> _Prompt_: Begin at the line that has "Teacher note: indicate the corinthian" and continue through the end of the listing below. Reproduce those lines, substituting "ionic capital" for "corinthian capital" and leaving everything else unchanged.

======== Data for processing

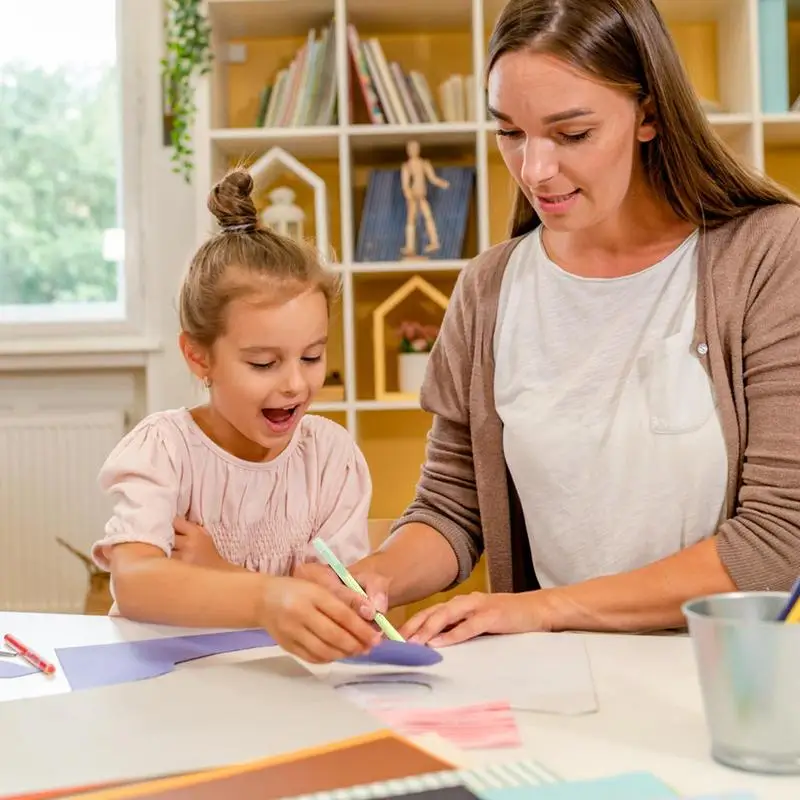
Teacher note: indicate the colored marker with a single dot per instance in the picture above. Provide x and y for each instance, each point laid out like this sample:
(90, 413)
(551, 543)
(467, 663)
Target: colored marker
(29, 655)
(791, 611)
(348, 580)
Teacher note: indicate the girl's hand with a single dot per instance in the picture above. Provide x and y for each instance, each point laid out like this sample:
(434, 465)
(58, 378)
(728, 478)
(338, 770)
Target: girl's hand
(467, 616)
(194, 545)
(376, 586)
(312, 623)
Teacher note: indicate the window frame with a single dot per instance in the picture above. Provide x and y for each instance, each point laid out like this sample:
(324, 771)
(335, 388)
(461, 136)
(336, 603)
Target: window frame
(130, 30)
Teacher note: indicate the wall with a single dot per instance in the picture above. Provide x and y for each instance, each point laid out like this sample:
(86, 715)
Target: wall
(142, 372)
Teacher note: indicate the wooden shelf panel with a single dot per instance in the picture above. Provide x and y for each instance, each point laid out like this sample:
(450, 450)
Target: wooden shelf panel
(237, 19)
(410, 16)
(782, 130)
(305, 142)
(364, 139)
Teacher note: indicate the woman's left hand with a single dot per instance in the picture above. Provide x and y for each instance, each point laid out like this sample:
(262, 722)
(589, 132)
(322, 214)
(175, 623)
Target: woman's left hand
(466, 616)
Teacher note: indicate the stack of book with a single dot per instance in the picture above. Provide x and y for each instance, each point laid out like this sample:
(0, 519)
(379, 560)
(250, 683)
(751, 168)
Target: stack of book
(303, 92)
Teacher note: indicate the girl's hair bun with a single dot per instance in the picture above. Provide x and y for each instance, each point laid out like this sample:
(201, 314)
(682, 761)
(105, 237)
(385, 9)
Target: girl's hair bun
(231, 203)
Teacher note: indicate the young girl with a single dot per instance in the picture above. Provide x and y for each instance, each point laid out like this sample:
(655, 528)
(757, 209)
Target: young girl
(260, 476)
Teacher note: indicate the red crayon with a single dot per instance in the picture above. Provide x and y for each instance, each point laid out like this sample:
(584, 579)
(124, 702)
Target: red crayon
(32, 658)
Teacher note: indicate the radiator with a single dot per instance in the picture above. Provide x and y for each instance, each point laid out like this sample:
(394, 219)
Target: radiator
(48, 488)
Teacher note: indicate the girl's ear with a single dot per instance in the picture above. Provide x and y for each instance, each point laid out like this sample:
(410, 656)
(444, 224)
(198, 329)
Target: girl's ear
(195, 355)
(648, 129)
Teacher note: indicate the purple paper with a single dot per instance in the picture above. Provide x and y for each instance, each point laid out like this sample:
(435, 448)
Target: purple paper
(90, 666)
(403, 654)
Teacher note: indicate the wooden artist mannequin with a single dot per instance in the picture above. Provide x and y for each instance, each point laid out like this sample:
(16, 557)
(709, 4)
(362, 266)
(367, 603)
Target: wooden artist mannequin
(414, 176)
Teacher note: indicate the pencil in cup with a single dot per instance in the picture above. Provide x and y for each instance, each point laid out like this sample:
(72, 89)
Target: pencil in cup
(329, 557)
(29, 655)
(791, 611)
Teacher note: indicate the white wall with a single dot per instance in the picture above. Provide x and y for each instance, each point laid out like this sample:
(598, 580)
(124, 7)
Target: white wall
(142, 373)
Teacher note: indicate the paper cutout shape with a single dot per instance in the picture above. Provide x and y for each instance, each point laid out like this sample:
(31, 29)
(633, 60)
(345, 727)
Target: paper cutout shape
(90, 666)
(399, 654)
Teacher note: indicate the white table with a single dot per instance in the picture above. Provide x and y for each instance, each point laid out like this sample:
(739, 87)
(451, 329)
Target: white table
(650, 715)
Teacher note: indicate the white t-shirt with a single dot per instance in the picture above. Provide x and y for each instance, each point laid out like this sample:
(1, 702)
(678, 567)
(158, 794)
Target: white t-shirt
(611, 432)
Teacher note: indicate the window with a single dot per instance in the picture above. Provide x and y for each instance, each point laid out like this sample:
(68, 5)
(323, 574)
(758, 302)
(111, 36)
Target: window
(62, 234)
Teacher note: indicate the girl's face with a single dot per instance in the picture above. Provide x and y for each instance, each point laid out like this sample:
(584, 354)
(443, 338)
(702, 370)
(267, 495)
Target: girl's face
(265, 371)
(570, 142)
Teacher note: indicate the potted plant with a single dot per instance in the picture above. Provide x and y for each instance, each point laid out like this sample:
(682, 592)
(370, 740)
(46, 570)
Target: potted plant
(416, 342)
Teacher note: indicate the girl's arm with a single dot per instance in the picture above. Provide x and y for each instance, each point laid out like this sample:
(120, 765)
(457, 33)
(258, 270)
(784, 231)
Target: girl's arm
(149, 587)
(301, 617)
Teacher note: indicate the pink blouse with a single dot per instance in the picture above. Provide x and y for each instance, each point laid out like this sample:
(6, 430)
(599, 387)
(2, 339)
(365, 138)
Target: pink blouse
(262, 516)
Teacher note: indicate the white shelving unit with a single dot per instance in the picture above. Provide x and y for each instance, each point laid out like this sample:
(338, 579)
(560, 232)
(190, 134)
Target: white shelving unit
(729, 27)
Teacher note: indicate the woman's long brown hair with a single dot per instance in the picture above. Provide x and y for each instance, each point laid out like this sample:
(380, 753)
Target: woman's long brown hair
(625, 44)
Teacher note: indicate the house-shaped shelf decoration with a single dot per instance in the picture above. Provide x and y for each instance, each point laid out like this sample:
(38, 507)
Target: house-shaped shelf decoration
(413, 284)
(274, 163)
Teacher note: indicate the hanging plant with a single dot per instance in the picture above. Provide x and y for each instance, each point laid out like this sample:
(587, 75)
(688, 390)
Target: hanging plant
(188, 56)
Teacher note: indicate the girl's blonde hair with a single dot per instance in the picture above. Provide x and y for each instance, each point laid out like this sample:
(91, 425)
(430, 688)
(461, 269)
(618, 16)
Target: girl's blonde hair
(244, 258)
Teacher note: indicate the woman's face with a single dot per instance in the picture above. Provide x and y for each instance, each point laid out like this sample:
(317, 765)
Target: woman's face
(570, 142)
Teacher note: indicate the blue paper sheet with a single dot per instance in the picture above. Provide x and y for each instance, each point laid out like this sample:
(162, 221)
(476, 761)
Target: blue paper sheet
(90, 666)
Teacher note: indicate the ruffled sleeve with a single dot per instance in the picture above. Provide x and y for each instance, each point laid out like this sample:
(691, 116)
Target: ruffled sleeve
(142, 478)
(344, 499)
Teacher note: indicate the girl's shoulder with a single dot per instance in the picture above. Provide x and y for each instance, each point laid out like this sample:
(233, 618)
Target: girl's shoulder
(155, 446)
(324, 436)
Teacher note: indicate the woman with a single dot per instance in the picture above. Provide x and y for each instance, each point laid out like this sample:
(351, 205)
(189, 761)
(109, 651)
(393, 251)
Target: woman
(616, 389)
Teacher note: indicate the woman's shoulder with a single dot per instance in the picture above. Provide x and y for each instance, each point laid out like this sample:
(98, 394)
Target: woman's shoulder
(482, 275)
(768, 226)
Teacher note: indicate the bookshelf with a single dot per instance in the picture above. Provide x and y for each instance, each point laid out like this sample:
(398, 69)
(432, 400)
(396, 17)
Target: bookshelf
(719, 41)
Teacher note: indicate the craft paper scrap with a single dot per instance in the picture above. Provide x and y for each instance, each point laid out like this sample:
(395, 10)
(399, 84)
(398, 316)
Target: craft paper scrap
(16, 668)
(627, 786)
(400, 654)
(90, 666)
(726, 796)
(482, 726)
(478, 779)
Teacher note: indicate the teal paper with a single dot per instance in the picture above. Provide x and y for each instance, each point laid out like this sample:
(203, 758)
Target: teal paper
(629, 786)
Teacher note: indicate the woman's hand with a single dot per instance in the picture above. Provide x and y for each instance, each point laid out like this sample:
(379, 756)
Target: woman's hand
(375, 585)
(467, 616)
(312, 623)
(194, 545)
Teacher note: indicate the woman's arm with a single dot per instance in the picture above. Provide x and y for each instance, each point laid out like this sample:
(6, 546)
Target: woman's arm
(648, 598)
(414, 564)
(438, 540)
(644, 599)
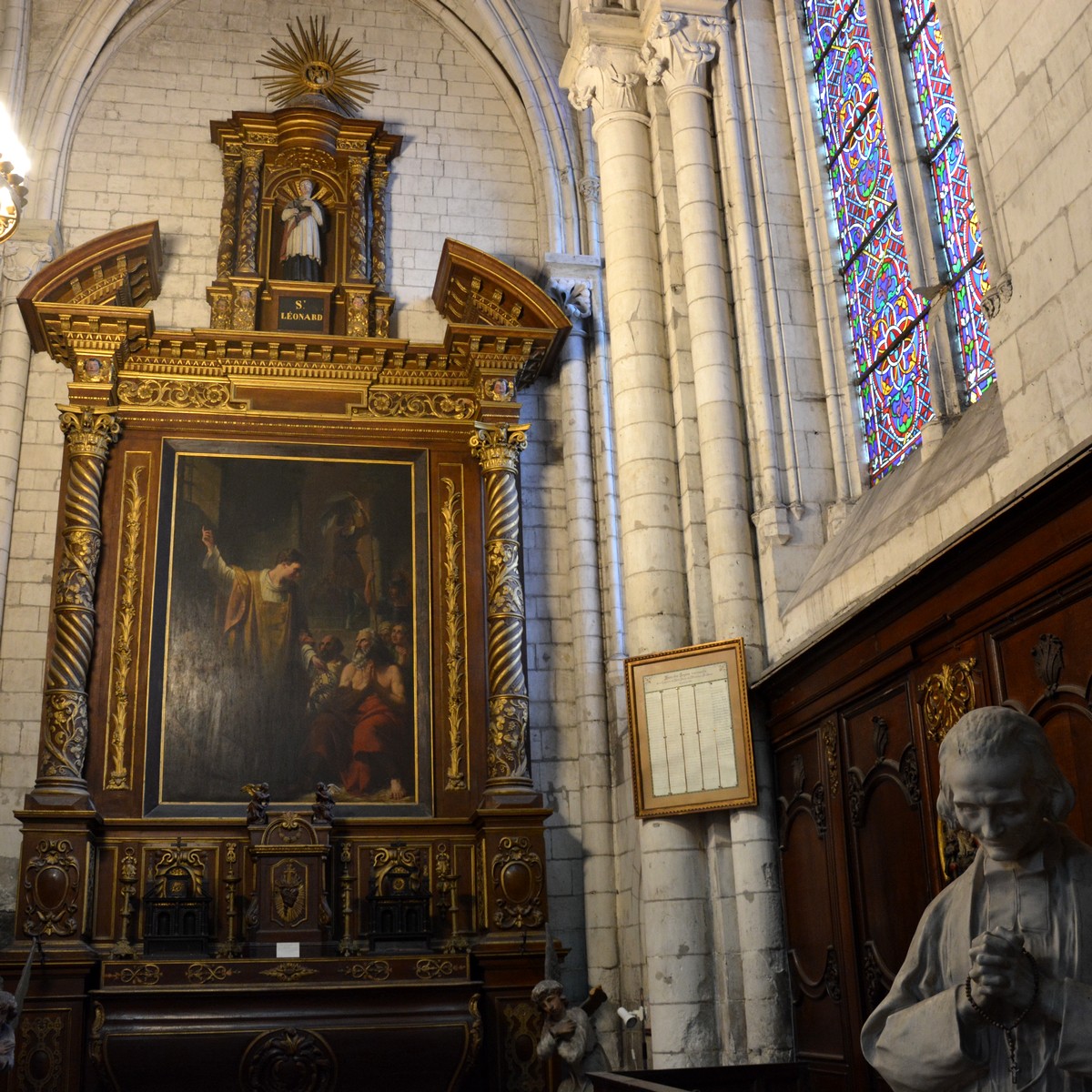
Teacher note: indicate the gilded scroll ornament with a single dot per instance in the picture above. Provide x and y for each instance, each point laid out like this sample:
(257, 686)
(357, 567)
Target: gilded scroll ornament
(377, 970)
(52, 889)
(399, 404)
(174, 393)
(232, 168)
(454, 632)
(947, 696)
(289, 972)
(430, 969)
(518, 885)
(39, 1058)
(520, 1030)
(126, 626)
(200, 975)
(247, 254)
(141, 975)
(509, 715)
(380, 176)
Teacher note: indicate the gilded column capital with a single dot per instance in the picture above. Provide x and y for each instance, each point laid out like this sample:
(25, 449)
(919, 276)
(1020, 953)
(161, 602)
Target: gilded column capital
(90, 431)
(23, 258)
(680, 49)
(498, 447)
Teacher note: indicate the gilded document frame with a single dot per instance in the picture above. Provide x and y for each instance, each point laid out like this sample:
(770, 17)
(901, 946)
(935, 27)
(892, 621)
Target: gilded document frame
(691, 737)
(239, 694)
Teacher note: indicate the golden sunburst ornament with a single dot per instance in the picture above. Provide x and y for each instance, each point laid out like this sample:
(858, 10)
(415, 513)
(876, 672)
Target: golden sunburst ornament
(316, 65)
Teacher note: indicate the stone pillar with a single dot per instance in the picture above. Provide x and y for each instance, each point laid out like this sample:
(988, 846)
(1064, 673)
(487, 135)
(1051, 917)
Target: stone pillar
(22, 257)
(380, 176)
(359, 218)
(574, 292)
(508, 765)
(674, 894)
(246, 259)
(60, 784)
(678, 56)
(652, 551)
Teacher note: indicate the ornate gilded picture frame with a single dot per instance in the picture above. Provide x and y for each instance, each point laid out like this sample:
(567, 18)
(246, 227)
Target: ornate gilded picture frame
(691, 737)
(292, 601)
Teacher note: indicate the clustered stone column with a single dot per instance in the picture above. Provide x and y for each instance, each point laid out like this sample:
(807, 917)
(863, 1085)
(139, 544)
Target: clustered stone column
(508, 768)
(678, 55)
(88, 432)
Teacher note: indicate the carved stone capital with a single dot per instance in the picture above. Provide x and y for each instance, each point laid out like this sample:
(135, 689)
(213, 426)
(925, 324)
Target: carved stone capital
(23, 258)
(90, 432)
(999, 294)
(611, 80)
(573, 295)
(680, 49)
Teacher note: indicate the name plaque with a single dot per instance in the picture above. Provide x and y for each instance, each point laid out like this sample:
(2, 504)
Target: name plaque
(306, 314)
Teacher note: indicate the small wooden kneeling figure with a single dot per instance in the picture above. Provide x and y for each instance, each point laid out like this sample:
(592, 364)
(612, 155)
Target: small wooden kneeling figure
(571, 1035)
(996, 991)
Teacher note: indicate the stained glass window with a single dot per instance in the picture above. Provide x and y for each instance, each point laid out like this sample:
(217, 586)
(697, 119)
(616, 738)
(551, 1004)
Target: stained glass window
(885, 316)
(943, 147)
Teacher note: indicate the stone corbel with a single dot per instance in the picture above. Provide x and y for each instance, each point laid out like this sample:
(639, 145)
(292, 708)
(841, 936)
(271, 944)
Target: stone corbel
(611, 80)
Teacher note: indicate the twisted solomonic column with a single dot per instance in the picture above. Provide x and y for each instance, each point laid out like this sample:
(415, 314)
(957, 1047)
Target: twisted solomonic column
(88, 432)
(508, 768)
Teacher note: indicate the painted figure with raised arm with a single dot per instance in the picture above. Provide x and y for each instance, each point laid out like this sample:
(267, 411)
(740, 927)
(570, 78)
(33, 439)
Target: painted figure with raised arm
(996, 989)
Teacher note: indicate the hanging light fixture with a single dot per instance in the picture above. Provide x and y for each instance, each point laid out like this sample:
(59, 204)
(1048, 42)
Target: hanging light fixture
(14, 167)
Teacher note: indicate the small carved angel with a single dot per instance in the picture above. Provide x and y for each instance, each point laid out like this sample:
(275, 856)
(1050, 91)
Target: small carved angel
(257, 809)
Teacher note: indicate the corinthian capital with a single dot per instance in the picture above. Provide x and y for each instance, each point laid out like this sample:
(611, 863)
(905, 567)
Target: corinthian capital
(678, 49)
(611, 80)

================

> _Completed task_:
Teacher note: indicate the ionic capital with a single dot per instance in the picture above. Provide x and y for each instance, each point laid out like this sample:
(611, 863)
(905, 567)
Target: ionic capital
(678, 49)
(611, 80)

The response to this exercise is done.